EXCERPTED RECORDS:
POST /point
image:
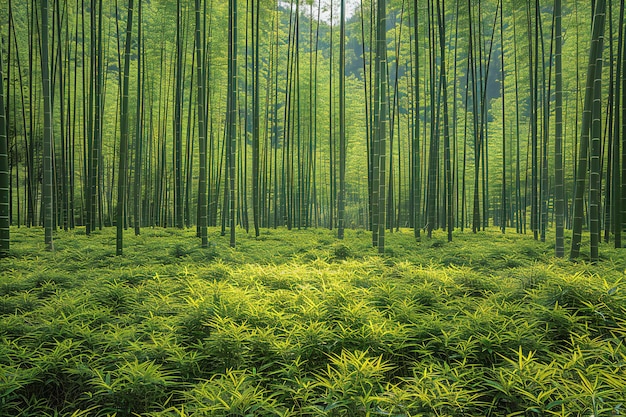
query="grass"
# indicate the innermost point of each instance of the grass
(299, 324)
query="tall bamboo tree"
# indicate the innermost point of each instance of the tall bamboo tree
(122, 184)
(48, 180)
(202, 130)
(138, 126)
(590, 122)
(256, 196)
(231, 136)
(559, 177)
(383, 116)
(178, 114)
(341, 211)
(5, 219)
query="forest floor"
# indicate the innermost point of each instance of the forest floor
(296, 323)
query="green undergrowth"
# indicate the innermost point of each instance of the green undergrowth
(296, 323)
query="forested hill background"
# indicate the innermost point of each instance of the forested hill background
(433, 114)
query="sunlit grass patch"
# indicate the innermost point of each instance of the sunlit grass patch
(297, 323)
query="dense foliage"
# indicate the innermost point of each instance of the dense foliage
(298, 324)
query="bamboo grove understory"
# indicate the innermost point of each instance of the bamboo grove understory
(376, 114)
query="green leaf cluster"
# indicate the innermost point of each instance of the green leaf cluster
(294, 324)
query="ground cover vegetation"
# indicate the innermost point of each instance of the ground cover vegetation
(296, 323)
(380, 114)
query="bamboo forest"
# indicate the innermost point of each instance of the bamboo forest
(336, 208)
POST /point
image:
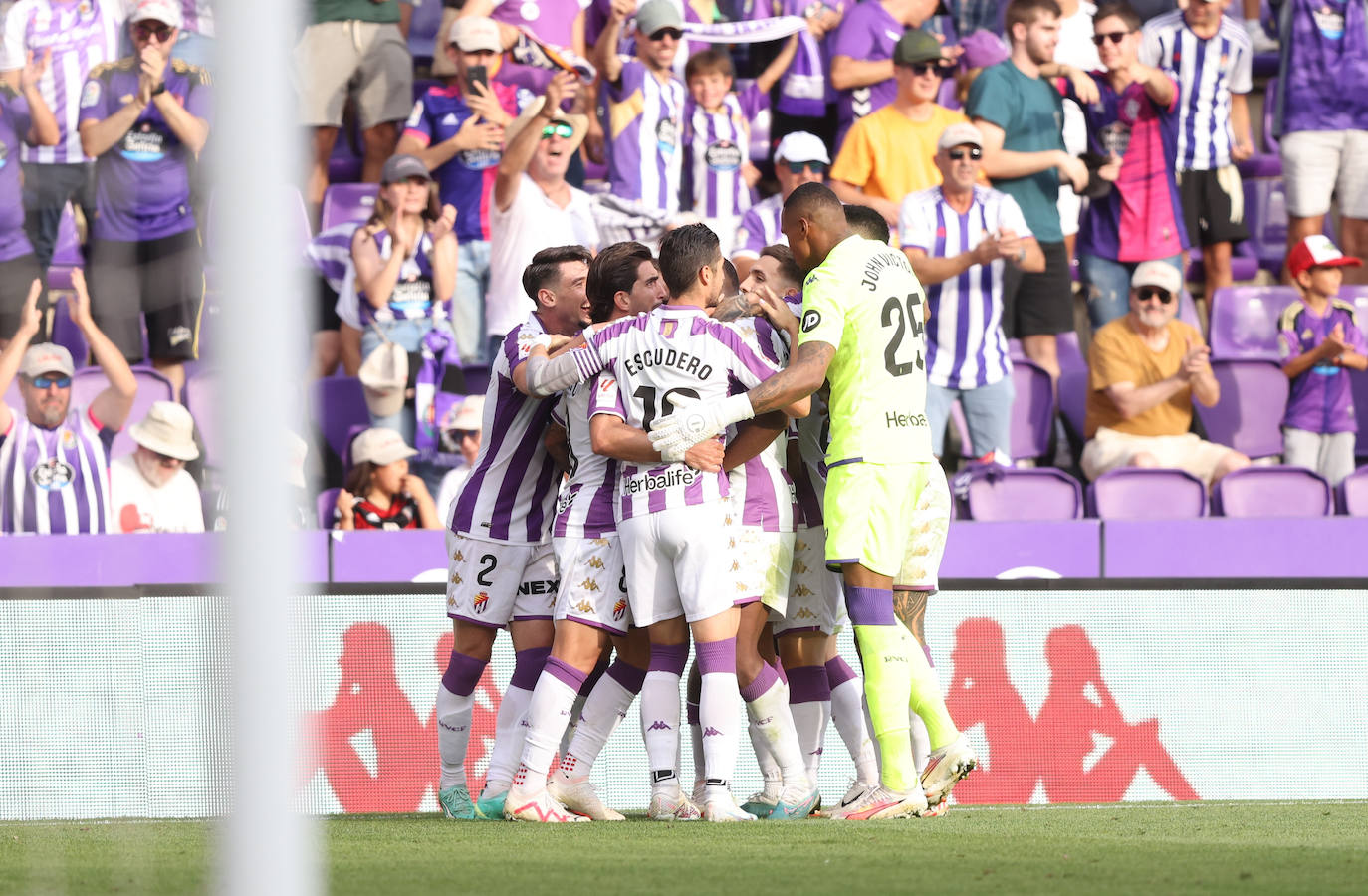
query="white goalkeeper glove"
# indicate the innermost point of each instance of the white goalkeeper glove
(694, 421)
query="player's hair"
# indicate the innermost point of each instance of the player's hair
(683, 252)
(613, 271)
(546, 267)
(787, 264)
(1122, 11)
(1026, 13)
(709, 62)
(867, 223)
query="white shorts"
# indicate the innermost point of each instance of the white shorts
(493, 583)
(592, 583)
(815, 598)
(676, 563)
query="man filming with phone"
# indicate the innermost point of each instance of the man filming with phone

PROBLEM REQUIREMENTS:
Report every line in the listing that holds the word "with".

WORKED SOLUTION:
query="man filming with phone"
# indicate the innermost point of each instance of the man filming with phone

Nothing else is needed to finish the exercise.